> What the task asks
If a line of the data contains the word "black", it is counted; report how many such lines there are and nothing else.

> Material provided
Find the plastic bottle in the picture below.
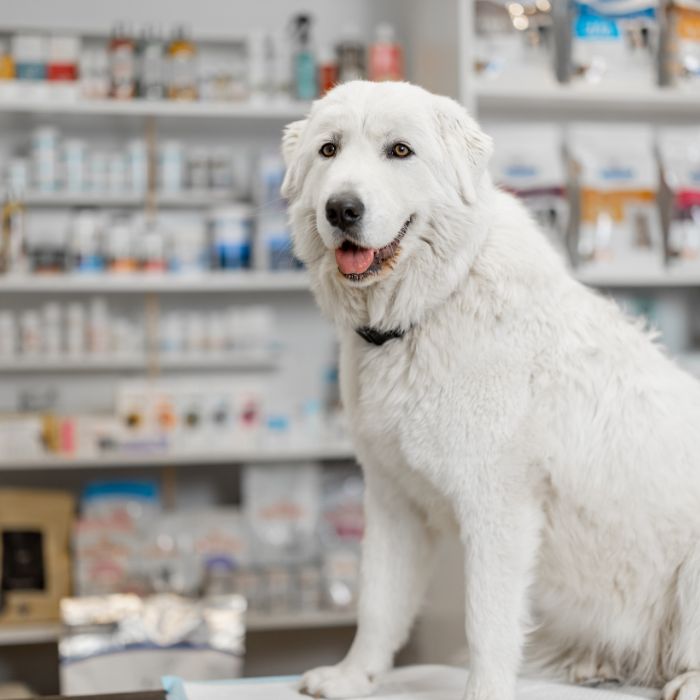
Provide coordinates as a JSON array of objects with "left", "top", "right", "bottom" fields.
[
  {"left": 291, "top": 14, "right": 317, "bottom": 100},
  {"left": 336, "top": 27, "right": 366, "bottom": 83},
  {"left": 109, "top": 23, "right": 136, "bottom": 99},
  {"left": 0, "top": 39, "right": 15, "bottom": 80},
  {"left": 369, "top": 23, "right": 403, "bottom": 82},
  {"left": 167, "top": 26, "right": 198, "bottom": 101},
  {"left": 139, "top": 26, "right": 165, "bottom": 100},
  {"left": 318, "top": 45, "right": 337, "bottom": 95}
]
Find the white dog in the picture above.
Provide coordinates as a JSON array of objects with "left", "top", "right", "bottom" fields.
[{"left": 281, "top": 81, "right": 700, "bottom": 700}]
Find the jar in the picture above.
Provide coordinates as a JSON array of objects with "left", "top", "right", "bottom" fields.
[
  {"left": 208, "top": 204, "right": 252, "bottom": 270},
  {"left": 47, "top": 35, "right": 80, "bottom": 81},
  {"left": 12, "top": 34, "right": 46, "bottom": 81}
]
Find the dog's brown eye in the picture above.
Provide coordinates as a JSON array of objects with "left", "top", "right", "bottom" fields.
[
  {"left": 391, "top": 143, "right": 412, "bottom": 158},
  {"left": 320, "top": 142, "right": 337, "bottom": 158}
]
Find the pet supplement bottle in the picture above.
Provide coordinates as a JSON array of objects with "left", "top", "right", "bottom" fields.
[
  {"left": 291, "top": 14, "right": 317, "bottom": 100},
  {"left": 369, "top": 23, "right": 403, "bottom": 81},
  {"left": 167, "top": 26, "right": 197, "bottom": 100}
]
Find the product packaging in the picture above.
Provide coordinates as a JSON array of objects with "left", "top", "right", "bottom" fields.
[
  {"left": 73, "top": 480, "right": 161, "bottom": 596},
  {"left": 570, "top": 0, "right": 659, "bottom": 86},
  {"left": 167, "top": 26, "right": 198, "bottom": 101},
  {"left": 291, "top": 15, "right": 317, "bottom": 100},
  {"left": 0, "top": 489, "right": 74, "bottom": 625},
  {"left": 243, "top": 462, "right": 322, "bottom": 565},
  {"left": 319, "top": 468, "right": 364, "bottom": 610},
  {"left": 209, "top": 204, "right": 253, "bottom": 270},
  {"left": 487, "top": 122, "right": 571, "bottom": 262},
  {"left": 568, "top": 123, "right": 663, "bottom": 272},
  {"left": 658, "top": 128, "right": 700, "bottom": 271},
  {"left": 667, "top": 0, "right": 700, "bottom": 86},
  {"left": 369, "top": 23, "right": 404, "bottom": 81},
  {"left": 109, "top": 25, "right": 136, "bottom": 99},
  {"left": 474, "top": 0, "right": 554, "bottom": 83},
  {"left": 12, "top": 34, "right": 46, "bottom": 81},
  {"left": 60, "top": 593, "right": 245, "bottom": 694}
]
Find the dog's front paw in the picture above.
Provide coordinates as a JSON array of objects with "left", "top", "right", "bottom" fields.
[
  {"left": 299, "top": 664, "right": 376, "bottom": 699},
  {"left": 462, "top": 676, "right": 514, "bottom": 700},
  {"left": 663, "top": 672, "right": 700, "bottom": 700}
]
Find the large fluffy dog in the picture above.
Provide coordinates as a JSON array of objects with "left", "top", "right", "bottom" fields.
[{"left": 281, "top": 81, "right": 700, "bottom": 700}]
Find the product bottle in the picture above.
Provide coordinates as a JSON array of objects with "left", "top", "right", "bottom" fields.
[
  {"left": 139, "top": 26, "right": 165, "bottom": 100},
  {"left": 369, "top": 23, "right": 403, "bottom": 82},
  {"left": 167, "top": 26, "right": 198, "bottom": 101},
  {"left": 318, "top": 45, "right": 337, "bottom": 95},
  {"left": 0, "top": 189, "right": 27, "bottom": 275},
  {"left": 291, "top": 14, "right": 317, "bottom": 100},
  {"left": 109, "top": 23, "right": 136, "bottom": 99},
  {"left": 336, "top": 27, "right": 366, "bottom": 83},
  {"left": 0, "top": 39, "right": 15, "bottom": 80}
]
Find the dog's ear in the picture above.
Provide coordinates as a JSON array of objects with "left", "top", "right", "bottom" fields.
[
  {"left": 434, "top": 97, "right": 493, "bottom": 204},
  {"left": 280, "top": 119, "right": 308, "bottom": 201}
]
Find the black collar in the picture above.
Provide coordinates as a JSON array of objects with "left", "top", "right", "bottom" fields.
[{"left": 355, "top": 326, "right": 406, "bottom": 346}]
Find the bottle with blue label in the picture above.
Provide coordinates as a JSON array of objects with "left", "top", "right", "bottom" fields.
[
  {"left": 291, "top": 14, "right": 317, "bottom": 101},
  {"left": 209, "top": 204, "right": 252, "bottom": 271}
]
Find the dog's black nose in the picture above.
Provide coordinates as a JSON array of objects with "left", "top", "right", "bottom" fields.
[{"left": 325, "top": 194, "right": 365, "bottom": 231}]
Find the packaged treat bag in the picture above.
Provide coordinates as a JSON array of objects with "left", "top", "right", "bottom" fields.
[
  {"left": 568, "top": 123, "right": 663, "bottom": 272},
  {"left": 658, "top": 128, "right": 700, "bottom": 271},
  {"left": 571, "top": 0, "right": 659, "bottom": 86},
  {"left": 474, "top": 0, "right": 555, "bottom": 84},
  {"left": 667, "top": 1, "right": 700, "bottom": 86},
  {"left": 487, "top": 123, "right": 571, "bottom": 263},
  {"left": 243, "top": 462, "right": 321, "bottom": 565},
  {"left": 60, "top": 593, "right": 245, "bottom": 694}
]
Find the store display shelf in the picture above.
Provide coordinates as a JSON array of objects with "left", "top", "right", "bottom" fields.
[
  {"left": 0, "top": 610, "right": 356, "bottom": 647},
  {"left": 22, "top": 191, "right": 237, "bottom": 208},
  {"left": 0, "top": 271, "right": 311, "bottom": 293},
  {"left": 0, "top": 350, "right": 279, "bottom": 373},
  {"left": 0, "top": 96, "right": 309, "bottom": 120},
  {"left": 0, "top": 623, "right": 62, "bottom": 647},
  {"left": 0, "top": 441, "right": 355, "bottom": 471},
  {"left": 574, "top": 268, "right": 700, "bottom": 288},
  {"left": 247, "top": 609, "right": 357, "bottom": 632},
  {"left": 475, "top": 81, "right": 700, "bottom": 116}
]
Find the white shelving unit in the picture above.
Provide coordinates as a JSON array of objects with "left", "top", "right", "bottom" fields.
[
  {"left": 0, "top": 611, "right": 357, "bottom": 648},
  {"left": 21, "top": 191, "right": 238, "bottom": 208},
  {"left": 0, "top": 440, "right": 354, "bottom": 472},
  {"left": 474, "top": 81, "right": 700, "bottom": 118},
  {"left": 0, "top": 95, "right": 309, "bottom": 120},
  {"left": 0, "top": 271, "right": 311, "bottom": 293},
  {"left": 0, "top": 350, "right": 280, "bottom": 373}
]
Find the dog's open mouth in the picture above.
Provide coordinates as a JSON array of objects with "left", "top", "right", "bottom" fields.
[{"left": 335, "top": 216, "right": 414, "bottom": 281}]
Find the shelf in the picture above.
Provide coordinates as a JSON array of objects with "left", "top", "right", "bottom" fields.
[
  {"left": 0, "top": 351, "right": 279, "bottom": 373},
  {"left": 574, "top": 268, "right": 700, "bottom": 288},
  {"left": 0, "top": 610, "right": 356, "bottom": 647},
  {"left": 0, "top": 623, "right": 62, "bottom": 647},
  {"left": 0, "top": 271, "right": 311, "bottom": 294},
  {"left": 0, "top": 96, "right": 309, "bottom": 120},
  {"left": 0, "top": 441, "right": 355, "bottom": 471},
  {"left": 475, "top": 81, "right": 700, "bottom": 117},
  {"left": 247, "top": 609, "right": 357, "bottom": 632},
  {"left": 21, "top": 191, "right": 238, "bottom": 208}
]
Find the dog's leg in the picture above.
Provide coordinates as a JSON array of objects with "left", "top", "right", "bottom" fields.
[
  {"left": 299, "top": 470, "right": 436, "bottom": 699},
  {"left": 459, "top": 488, "right": 542, "bottom": 700},
  {"left": 663, "top": 543, "right": 700, "bottom": 700}
]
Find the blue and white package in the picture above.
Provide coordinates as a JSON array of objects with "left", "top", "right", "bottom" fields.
[
  {"left": 571, "top": 0, "right": 659, "bottom": 85},
  {"left": 208, "top": 204, "right": 252, "bottom": 270}
]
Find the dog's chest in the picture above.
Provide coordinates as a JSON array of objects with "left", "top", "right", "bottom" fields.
[{"left": 342, "top": 338, "right": 460, "bottom": 530}]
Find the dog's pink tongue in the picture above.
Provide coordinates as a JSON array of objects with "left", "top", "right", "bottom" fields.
[{"left": 335, "top": 246, "right": 375, "bottom": 275}]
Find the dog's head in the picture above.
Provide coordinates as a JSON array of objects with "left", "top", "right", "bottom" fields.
[{"left": 281, "top": 81, "right": 493, "bottom": 329}]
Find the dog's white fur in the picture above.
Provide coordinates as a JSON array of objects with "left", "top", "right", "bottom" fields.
[{"left": 281, "top": 81, "right": 700, "bottom": 700}]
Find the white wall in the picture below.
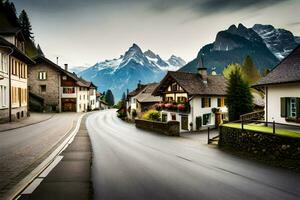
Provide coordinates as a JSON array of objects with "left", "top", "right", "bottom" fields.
[
  {"left": 0, "top": 50, "right": 9, "bottom": 110},
  {"left": 76, "top": 87, "right": 89, "bottom": 112},
  {"left": 266, "top": 83, "right": 300, "bottom": 124}
]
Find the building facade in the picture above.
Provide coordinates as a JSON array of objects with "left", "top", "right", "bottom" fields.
[
  {"left": 254, "top": 45, "right": 300, "bottom": 125},
  {"left": 0, "top": 30, "right": 34, "bottom": 123},
  {"left": 153, "top": 68, "right": 228, "bottom": 132}
]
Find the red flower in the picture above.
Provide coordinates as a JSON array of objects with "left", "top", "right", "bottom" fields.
[
  {"left": 165, "top": 103, "right": 173, "bottom": 109},
  {"left": 178, "top": 104, "right": 185, "bottom": 111}
]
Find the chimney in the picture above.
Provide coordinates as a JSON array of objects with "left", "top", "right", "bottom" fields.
[
  {"left": 137, "top": 80, "right": 142, "bottom": 89},
  {"left": 64, "top": 64, "right": 68, "bottom": 71},
  {"left": 198, "top": 67, "right": 207, "bottom": 83}
]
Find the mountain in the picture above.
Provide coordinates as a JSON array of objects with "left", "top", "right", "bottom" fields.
[
  {"left": 79, "top": 44, "right": 185, "bottom": 101},
  {"left": 295, "top": 36, "right": 300, "bottom": 44},
  {"left": 179, "top": 23, "right": 299, "bottom": 74},
  {"left": 253, "top": 24, "right": 299, "bottom": 59},
  {"left": 69, "top": 65, "right": 89, "bottom": 74}
]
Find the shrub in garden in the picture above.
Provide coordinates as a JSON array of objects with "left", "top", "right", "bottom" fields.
[{"left": 142, "top": 110, "right": 161, "bottom": 121}]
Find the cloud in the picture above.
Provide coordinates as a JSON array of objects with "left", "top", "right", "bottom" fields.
[{"left": 150, "top": 0, "right": 290, "bottom": 14}]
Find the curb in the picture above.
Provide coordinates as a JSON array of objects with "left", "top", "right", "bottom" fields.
[{"left": 4, "top": 114, "right": 85, "bottom": 200}]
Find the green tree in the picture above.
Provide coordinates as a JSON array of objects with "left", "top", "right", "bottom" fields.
[
  {"left": 104, "top": 89, "right": 115, "bottom": 106},
  {"left": 242, "top": 56, "right": 261, "bottom": 84},
  {"left": 226, "top": 68, "right": 253, "bottom": 121},
  {"left": 223, "top": 63, "right": 242, "bottom": 80},
  {"left": 19, "top": 10, "right": 34, "bottom": 39}
]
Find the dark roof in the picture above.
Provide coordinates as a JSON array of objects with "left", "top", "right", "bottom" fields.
[
  {"left": 136, "top": 83, "right": 162, "bottom": 103},
  {"left": 0, "top": 36, "right": 34, "bottom": 64},
  {"left": 127, "top": 84, "right": 147, "bottom": 97},
  {"left": 0, "top": 27, "right": 22, "bottom": 35},
  {"left": 34, "top": 55, "right": 95, "bottom": 88},
  {"left": 153, "top": 71, "right": 227, "bottom": 96},
  {"left": 253, "top": 45, "right": 300, "bottom": 87}
]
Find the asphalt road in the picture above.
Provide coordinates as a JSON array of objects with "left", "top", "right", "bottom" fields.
[
  {"left": 87, "top": 110, "right": 300, "bottom": 200},
  {"left": 0, "top": 112, "right": 81, "bottom": 197}
]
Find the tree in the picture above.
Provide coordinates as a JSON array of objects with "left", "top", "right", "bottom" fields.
[
  {"left": 19, "top": 10, "right": 34, "bottom": 39},
  {"left": 104, "top": 89, "right": 115, "bottom": 106},
  {"left": 242, "top": 56, "right": 261, "bottom": 84},
  {"left": 223, "top": 63, "right": 242, "bottom": 80},
  {"left": 226, "top": 68, "right": 253, "bottom": 121}
]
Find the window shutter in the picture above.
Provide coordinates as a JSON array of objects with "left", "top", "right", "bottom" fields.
[
  {"left": 281, "top": 97, "right": 287, "bottom": 117},
  {"left": 209, "top": 98, "right": 211, "bottom": 107},
  {"left": 296, "top": 98, "right": 300, "bottom": 118},
  {"left": 201, "top": 98, "right": 204, "bottom": 108}
]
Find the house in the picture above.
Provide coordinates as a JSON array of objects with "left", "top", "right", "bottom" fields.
[
  {"left": 253, "top": 45, "right": 300, "bottom": 125},
  {"left": 126, "top": 82, "right": 147, "bottom": 119},
  {"left": 135, "top": 83, "right": 161, "bottom": 118},
  {"left": 28, "top": 53, "right": 97, "bottom": 113},
  {"left": 153, "top": 66, "right": 228, "bottom": 132},
  {"left": 0, "top": 30, "right": 35, "bottom": 123},
  {"left": 95, "top": 92, "right": 109, "bottom": 110}
]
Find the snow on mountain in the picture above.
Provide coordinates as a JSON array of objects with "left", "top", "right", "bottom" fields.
[
  {"left": 253, "top": 24, "right": 299, "bottom": 60},
  {"left": 144, "top": 49, "right": 185, "bottom": 71},
  {"left": 79, "top": 44, "right": 185, "bottom": 101}
]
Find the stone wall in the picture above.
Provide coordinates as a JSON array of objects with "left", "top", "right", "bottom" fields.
[
  {"left": 28, "top": 63, "right": 60, "bottom": 112},
  {"left": 219, "top": 126, "right": 300, "bottom": 160},
  {"left": 135, "top": 119, "right": 180, "bottom": 136}
]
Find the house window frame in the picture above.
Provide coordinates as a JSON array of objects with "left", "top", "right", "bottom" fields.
[{"left": 38, "top": 71, "right": 47, "bottom": 80}]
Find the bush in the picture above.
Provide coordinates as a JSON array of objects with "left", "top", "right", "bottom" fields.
[
  {"left": 132, "top": 109, "right": 137, "bottom": 118},
  {"left": 142, "top": 110, "right": 161, "bottom": 121},
  {"left": 117, "top": 111, "right": 126, "bottom": 120}
]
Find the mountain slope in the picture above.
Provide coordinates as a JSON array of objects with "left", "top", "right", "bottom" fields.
[
  {"left": 79, "top": 44, "right": 185, "bottom": 101},
  {"left": 253, "top": 24, "right": 299, "bottom": 59},
  {"left": 180, "top": 23, "right": 298, "bottom": 74}
]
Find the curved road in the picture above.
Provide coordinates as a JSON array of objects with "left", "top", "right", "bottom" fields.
[{"left": 87, "top": 110, "right": 300, "bottom": 200}]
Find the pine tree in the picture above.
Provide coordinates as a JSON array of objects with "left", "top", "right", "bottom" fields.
[
  {"left": 226, "top": 68, "right": 254, "bottom": 121},
  {"left": 19, "top": 10, "right": 34, "bottom": 39},
  {"left": 223, "top": 63, "right": 242, "bottom": 80},
  {"left": 242, "top": 56, "right": 261, "bottom": 84},
  {"left": 104, "top": 90, "right": 115, "bottom": 106}
]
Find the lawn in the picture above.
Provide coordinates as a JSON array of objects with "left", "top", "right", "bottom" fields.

> Expected output
2